Answer these questions from the Key West travel account:
1. What street is the Green Parrot Bar on?
2. Around what time did the writer plan to come back to the bar to find John?
3. What motorcycle had Loren ridden for many years?

(DOCUMENT SECTION begins)

We planned a day exploring around Key West. But there was no strict itinerary – we’d just cycle in to town proper and let the day pretty much unfold itself. There were only a few things I wanted to see since my last time here, and otherwise it was a day unplanned.
Our first stop was at around 10:30am or so when we checked out the Green Parrot Bar on Whitehead Street. A fellow photographer and motorcycle enthusiast from home, my friend Dave, had asked me to stop in at the Green Parrot to say hi to the manager there, John. He and John had hung around together in the early ‘70’s and were buddies. On my Miami-to-Key West-and-Back bicycle trip of nine years ago I had done the same thing for Dave.
John wasn’t there at this part of the morning but we decided to come back around 6pm when he would be there. In the bar at this time, among other varied and assorted characters, was a middle-aged amiable fellow (aren’t most all that way in bars?) who began asking about our gear and then the trip itself. Turned out this red-cheeked guy was with the lady next to him (not his wife), and he proudly announced that his wife lived in California and that he saw her only once a year, and that way things really worked out GREAT that way!
We left the bike in various spots as we walked around several times during the course of the day. I constantly reminded May and myself to be careful of the scalding pipes. But sometimes, because of the boiling sun on the black material, the SEAT would be piping hot!!!
Around 11:20am we went to the Hemingway home where we met Loren, who would be our guide through the little tour of the famous house.
Loren was a character in his own right. After I said we had a complimentary ticket (another two-for-one from a Florida Welcome Center pamphlet), he said, “Well, I’d like to compliment you.” I replied that it probably wasn’t the first time he’d said that!
Loren and I got into an extensive conversation and he related to me how he’d traveled the country a lot on a motorcycle and that he had a quarter of a million miles to his credit. He had ridden a 650 BMW shortframe for many many years. He was proud that he had been the second person in the Midwest to reach 100,000 miles!
I told bewhiskered Loren of my thinking about getting a Gold Wing. He said with a twinkly laugh that he had ridden a friend’s Gold Wing once, and that, “You can set it at 80, and do a square dance on the seat!” Loren had a good way with words and had a friendly laugh with his turn of a phrase.

(DOCUMENT SECTION ends)
(DATA SECTION begins)

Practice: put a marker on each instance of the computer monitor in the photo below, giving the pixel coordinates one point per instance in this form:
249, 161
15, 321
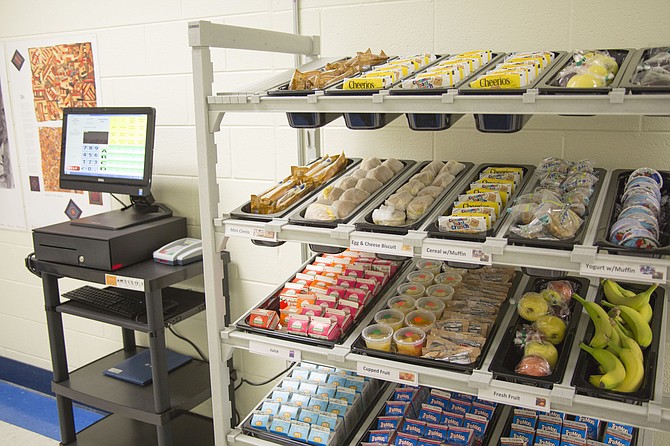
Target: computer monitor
110, 149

(DATA SECTION ends)

» **EXERCISE OUTPUT**:
1. Whitehead Street
2. Around 6pm
3. A 650 BMW shortframe